Data entries:
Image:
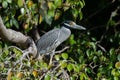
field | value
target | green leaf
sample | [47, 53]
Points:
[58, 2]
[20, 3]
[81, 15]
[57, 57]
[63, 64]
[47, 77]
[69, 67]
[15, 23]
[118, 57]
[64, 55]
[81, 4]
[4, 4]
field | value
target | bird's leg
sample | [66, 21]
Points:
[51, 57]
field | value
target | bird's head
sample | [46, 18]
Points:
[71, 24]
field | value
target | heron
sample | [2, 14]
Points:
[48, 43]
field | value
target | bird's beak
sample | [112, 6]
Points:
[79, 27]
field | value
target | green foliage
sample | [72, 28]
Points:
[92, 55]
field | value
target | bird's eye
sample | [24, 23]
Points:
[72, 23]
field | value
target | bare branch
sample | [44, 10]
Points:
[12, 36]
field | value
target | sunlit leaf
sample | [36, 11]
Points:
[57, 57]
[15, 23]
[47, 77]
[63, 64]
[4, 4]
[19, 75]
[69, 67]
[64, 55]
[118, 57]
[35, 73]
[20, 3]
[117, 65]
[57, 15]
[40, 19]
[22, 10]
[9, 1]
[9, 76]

==

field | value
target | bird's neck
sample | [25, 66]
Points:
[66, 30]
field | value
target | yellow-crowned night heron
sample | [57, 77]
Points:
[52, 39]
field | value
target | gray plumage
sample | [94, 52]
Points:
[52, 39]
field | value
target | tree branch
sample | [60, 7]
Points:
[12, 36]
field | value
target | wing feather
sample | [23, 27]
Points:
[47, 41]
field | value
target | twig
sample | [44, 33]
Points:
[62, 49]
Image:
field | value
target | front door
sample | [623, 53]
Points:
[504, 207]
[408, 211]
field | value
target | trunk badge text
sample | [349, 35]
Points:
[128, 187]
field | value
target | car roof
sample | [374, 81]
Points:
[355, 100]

Required task -> List each line in the data entries above that contains the string "bird". Case counts.

Solution ->
target | bird's leg
target | bird's head
target | bird's beak
target | bird's eye
target | bird's neck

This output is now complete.